TASK INSTRUCTIONS ::
Copy the records below word for word, leaving out nothing.

START DATA PROVIDED

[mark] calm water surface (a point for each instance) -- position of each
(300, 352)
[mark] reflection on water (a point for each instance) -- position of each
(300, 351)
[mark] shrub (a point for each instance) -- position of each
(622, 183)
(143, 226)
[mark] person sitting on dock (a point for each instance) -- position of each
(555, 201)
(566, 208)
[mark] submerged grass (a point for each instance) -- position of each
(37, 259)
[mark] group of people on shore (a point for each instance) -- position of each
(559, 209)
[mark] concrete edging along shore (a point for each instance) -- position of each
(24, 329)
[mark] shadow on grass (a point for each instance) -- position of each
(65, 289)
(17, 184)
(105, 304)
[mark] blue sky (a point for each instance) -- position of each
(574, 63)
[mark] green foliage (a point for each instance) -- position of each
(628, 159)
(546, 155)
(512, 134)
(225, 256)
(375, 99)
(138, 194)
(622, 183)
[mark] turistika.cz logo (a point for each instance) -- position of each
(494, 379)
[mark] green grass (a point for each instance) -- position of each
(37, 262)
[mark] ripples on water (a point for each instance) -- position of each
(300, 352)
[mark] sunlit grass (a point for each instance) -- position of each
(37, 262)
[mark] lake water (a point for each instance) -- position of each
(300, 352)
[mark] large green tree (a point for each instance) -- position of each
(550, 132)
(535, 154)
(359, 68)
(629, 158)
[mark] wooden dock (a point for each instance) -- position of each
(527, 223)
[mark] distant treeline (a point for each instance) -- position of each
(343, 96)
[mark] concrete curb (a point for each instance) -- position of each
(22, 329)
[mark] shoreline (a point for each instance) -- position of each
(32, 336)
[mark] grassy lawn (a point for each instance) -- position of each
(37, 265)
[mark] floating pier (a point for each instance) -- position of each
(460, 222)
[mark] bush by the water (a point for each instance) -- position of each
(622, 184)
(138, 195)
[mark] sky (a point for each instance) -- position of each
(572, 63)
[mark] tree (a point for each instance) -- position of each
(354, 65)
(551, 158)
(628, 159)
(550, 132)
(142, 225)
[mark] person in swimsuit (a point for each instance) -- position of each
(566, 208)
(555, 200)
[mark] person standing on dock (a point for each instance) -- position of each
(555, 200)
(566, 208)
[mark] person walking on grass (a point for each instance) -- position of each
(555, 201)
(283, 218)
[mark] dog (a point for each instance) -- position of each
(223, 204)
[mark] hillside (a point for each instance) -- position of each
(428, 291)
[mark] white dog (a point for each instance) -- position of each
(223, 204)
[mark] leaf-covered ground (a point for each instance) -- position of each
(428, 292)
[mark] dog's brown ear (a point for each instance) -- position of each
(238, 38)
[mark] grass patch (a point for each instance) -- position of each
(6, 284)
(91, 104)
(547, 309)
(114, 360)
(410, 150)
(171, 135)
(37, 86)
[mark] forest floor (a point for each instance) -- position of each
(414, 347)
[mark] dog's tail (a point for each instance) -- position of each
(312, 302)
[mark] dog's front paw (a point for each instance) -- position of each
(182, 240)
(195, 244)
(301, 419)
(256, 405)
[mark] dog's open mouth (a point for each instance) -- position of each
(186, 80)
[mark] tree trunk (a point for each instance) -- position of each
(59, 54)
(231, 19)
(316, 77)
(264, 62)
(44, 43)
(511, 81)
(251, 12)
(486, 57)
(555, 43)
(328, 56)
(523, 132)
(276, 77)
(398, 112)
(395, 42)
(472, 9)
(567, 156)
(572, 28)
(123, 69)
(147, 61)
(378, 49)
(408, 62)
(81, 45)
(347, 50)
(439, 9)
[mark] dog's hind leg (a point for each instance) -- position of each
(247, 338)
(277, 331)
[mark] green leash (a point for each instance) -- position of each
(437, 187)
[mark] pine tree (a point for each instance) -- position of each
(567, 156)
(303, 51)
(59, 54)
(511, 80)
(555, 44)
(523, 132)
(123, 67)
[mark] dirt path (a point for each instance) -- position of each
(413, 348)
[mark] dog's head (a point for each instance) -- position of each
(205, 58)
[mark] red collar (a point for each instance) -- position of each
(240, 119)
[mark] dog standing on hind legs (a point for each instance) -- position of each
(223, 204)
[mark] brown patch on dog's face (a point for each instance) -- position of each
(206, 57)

END DATA PROVIDED

EXPECTED ANSWER ::
[mark] calm water surface (a point for each instance) -- position of each
(300, 352)
[mark] reflection on water (a point for each instance) -- position of each
(300, 351)
[mark] shrub (a point for each instance) -- position of each
(622, 183)
(143, 226)
[mark] person sitting on dock (a point for each instance) -- position of each
(555, 201)
(566, 208)
[mark] submerged grass (a point for each instance) -- position of each
(37, 259)
[mark] group of people on shore (a point for each instance) -- position of each
(559, 209)
[mark] concrete edging along shore (a point for each instance) -- position of each
(24, 329)
[mark] shadow on grass (a point for each instance) -- position of each
(65, 289)
(17, 184)
(105, 304)
[mark] blue sky (a point for each instance) -- position of each
(574, 63)
[mark] green foliage (a point for each instance) -- position of each
(628, 159)
(546, 155)
(512, 134)
(225, 256)
(375, 99)
(138, 194)
(622, 183)
[mark] turistika.cz logo (a point for each instance) -- position of each
(494, 379)
[mark] green grass (a point for each instance) -- position of each
(37, 262)
[mark] ripples on water (a point for each instance) -- position of each
(300, 352)
[mark] sunlit grass (a point for each instance) -- position of each
(37, 262)
[mark] lake water (a point for each instance) -- position of each
(300, 352)
[mark] large green tree (a point for each instance) -- position of each
(550, 132)
(535, 154)
(359, 68)
(629, 158)
[mark] wooden dock (a point for each instance) -- position of each
(527, 223)
[mark] distant treeline (a point for each instance) -- position of each
(343, 96)
[mark] concrete curb (a point for each instance) -- position of each
(22, 329)
[mark] shoreline (a point for each instance) -- position of each
(32, 336)
[mark] grassy lawn (a point for each instance) -- position of each
(37, 265)
[mark] floating pier (a point for each instance) -- position of each
(460, 222)
[mark] bush by the water (a point for each instance) -- position of each
(622, 184)
(138, 195)
[mark] sky (a point for each instance) -- position of each
(572, 63)
[mark] tree (a point for each instance) -- position of each
(354, 65)
(551, 158)
(628, 159)
(550, 132)
(142, 225)
[mark] person in swimsuit (a point for each instance) -- position of each
(566, 208)
(555, 200)
[mark] person standing on dock (a point for each instance) -- position of each
(555, 200)
(566, 208)
[mark] person walking on grass (a point for each instance) -- position of each
(555, 201)
(283, 218)
[mark] dog (a point for each instance) -- position of each
(223, 204)
[mark] hillside (a point for each instance) -- position of each
(428, 291)
[mark] white dog (a point for each instance) -- position of each
(223, 204)
[mark] leaf-covered ground (a point for each instance) -- position of each
(428, 292)
[mark] dog's brown ear (a point for each instance) -- position of each
(238, 38)
[mark] grass patch (a point for each instance) -- position of each
(6, 284)
(91, 104)
(547, 309)
(114, 360)
(410, 150)
(171, 135)
(37, 86)
[mark] forest floor (a point for each instance) -- position of each
(414, 347)
[mark] dog's tail (a point for each instance) -- position of each
(312, 302)
[mark] dog's front paw (a point for each instance) -- position of each
(182, 240)
(195, 244)
(301, 419)
(256, 405)
[mark] dog's open mouth (a point for each instance) -- position of each
(186, 80)
[mark] tree trunk (a point for each instance) -- position of each
(59, 54)
(231, 19)
(316, 77)
(264, 62)
(44, 43)
(511, 81)
(251, 12)
(486, 57)
(555, 43)
(328, 56)
(523, 132)
(276, 77)
(398, 112)
(395, 42)
(472, 9)
(567, 156)
(572, 28)
(123, 69)
(147, 61)
(378, 49)
(408, 62)
(81, 45)
(347, 50)
(439, 9)
[mark] dog's hind leg (a point for each instance) -- position of each
(247, 338)
(277, 331)
[mark] green leash (a point for each instance) -- position of each
(437, 187)
[mark] pine tree (a point for each instance) -- position of each
(567, 156)
(303, 51)
(59, 54)
(511, 80)
(555, 44)
(523, 132)
(123, 67)
[mark] dirt path (a point for each instance) -- position of each
(413, 348)
[mark] dog's head (a point for each instance) -- position of each
(205, 58)
[mark] red collar (a point for each instance) -- position of each
(240, 119)
[mark] dog standing on hind legs (a point for each instance) -- position of each
(223, 204)
[mark] brown patch on dog's face (a point for each instance) -- position of each
(206, 57)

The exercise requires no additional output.